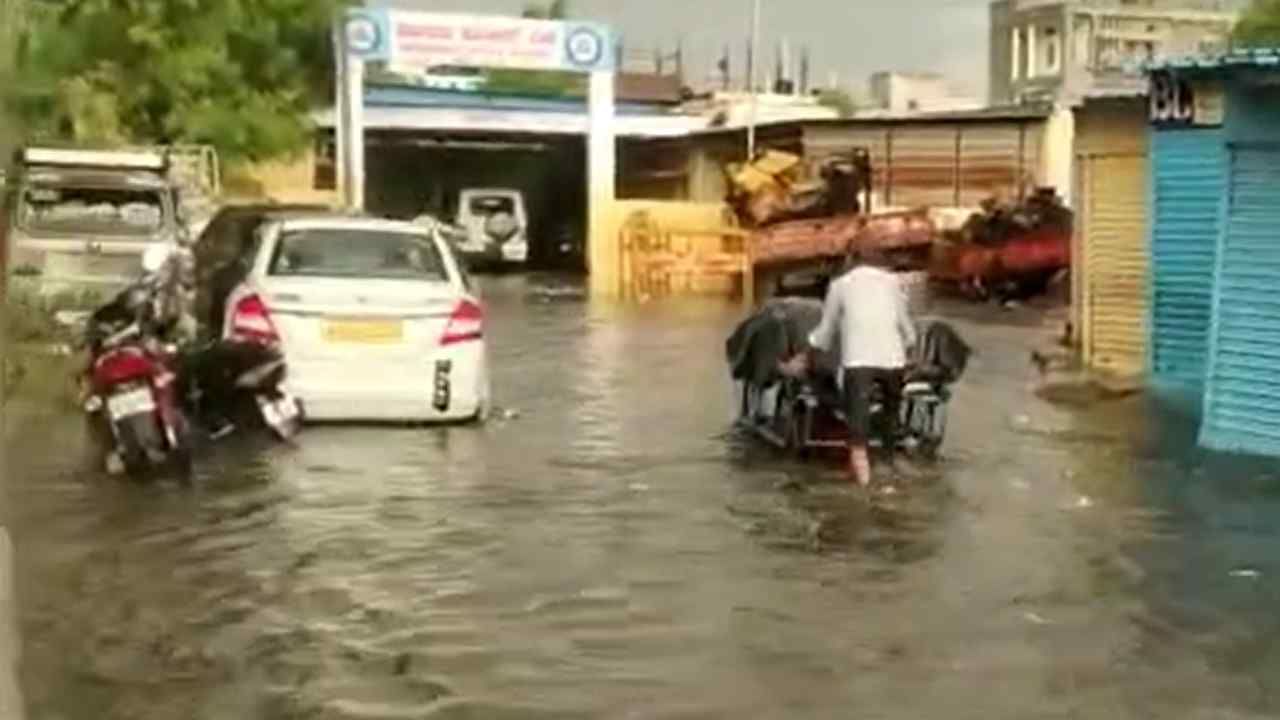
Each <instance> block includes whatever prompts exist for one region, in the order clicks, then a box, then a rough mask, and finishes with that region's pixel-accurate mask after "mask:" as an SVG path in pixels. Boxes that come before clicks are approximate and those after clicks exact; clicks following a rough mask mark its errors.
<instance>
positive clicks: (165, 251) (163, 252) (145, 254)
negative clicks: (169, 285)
mask: <svg viewBox="0 0 1280 720" xmlns="http://www.w3.org/2000/svg"><path fill="white" fill-rule="evenodd" d="M172 252H173V251H172V250H170V249H169V246H168V245H152V246H151V247H147V249H146V251H143V252H142V270H143V272H145V273H147V274H151V273H157V272H160V268H164V264H165V263H166V261H168V260H169V255H170V254H172Z"/></svg>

### [TASK DIRECTIONS]
Would you reproduce the lines above exactly, without carrying over the pictures?

### [SOLUTION TO THIS TASK]
Each <instance> block includes whatever prompts exist for one region, in the order clicks, then a box, then a rough mask, and finishes with that region's pixel-accurate mask after "mask:" as an SVG path in pixels. Boxes that come before clicks are approximate and those after clicks exact; clicks following a rough mask mark its errors.
<instance>
positive clicks: (165, 251) (163, 252) (145, 254)
negative clicks: (169, 285)
mask: <svg viewBox="0 0 1280 720" xmlns="http://www.w3.org/2000/svg"><path fill="white" fill-rule="evenodd" d="M172 252H173V251H172V250H170V249H169V246H168V245H152V246H151V247H147V249H146V251H143V252H142V270H143V272H145V273H147V274H151V273H157V272H160V268H164V264H165V263H166V261H168V260H169V255H170V254H172Z"/></svg>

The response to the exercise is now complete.